Directions for this task:
Please continue the passage about the Duke of Monmouth's rebellion, picking up right after its final sentence.

He published a “Declaration for the defence and vindication of the protestant religion and of the laws, rights and privileges of England from the invasion made upon them, and for delivering the Kingdom from the usurpation and tyranny of us by the name of James, Duke of York”: King James II and VII responded to this by issuing an order for the publishers and distributors of the paper to be arrested.
Coat of Arms of the 1st Duke of Monmouth and Buccleuch: The royal arms of King Charles II differenced with a baton sinister argent overall an inescutcheon of pretence of Scott (Or, on a bend azure a mullet of six points between two crescents of the field).
Monmouth declared himself as the rightful King at various places along the route including Axminster, Chard, Ilminster and Taunton. The two armies met at the Battle of Sedgemoor on 6 July 1685, the last clear-cut pitched battle on open ground between two military forces fought on English soil: Monmouth’s makeshift force could not compete with the regular army, and was soundly defeated.

Raw data:
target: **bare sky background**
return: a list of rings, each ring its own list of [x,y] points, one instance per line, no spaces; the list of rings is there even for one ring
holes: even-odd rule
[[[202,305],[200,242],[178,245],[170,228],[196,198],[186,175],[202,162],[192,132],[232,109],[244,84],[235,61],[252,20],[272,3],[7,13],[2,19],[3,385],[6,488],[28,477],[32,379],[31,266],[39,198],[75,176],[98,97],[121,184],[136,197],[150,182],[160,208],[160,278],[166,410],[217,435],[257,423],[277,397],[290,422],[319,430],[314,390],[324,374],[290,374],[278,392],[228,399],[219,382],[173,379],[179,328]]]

Solved exercise:
Following the battle a reward of £5,000 was offered for his capture. On 8 July 1685, Monmouth was captured and arrested near Ringwood in Hampshire,
Following Monmouth’s capture, Parliament passed an Act of Attainder, 1 Ja. II c. 2:
Treason. ¶Whereas James Duke of Monmouth has in an hostile Manner Invaded this Kingdome and is now in open Rebellion Levying Warr against the King contrary to the Duty of his Allegiance, Bee it enacted by the Kings most Excellent Majestie by and with the Advice and Consent of the Lords Spirituall and Temporall and Commons in this Parlyament assembled and by the Authoritie of the same, That the said James Duke of Monmouth Stand and be Convicted and Attainted of High-Treason and that he suffer Paines of Death and Incurr all Forfeitures as a Traitor Convicted and Attainted of High Treason.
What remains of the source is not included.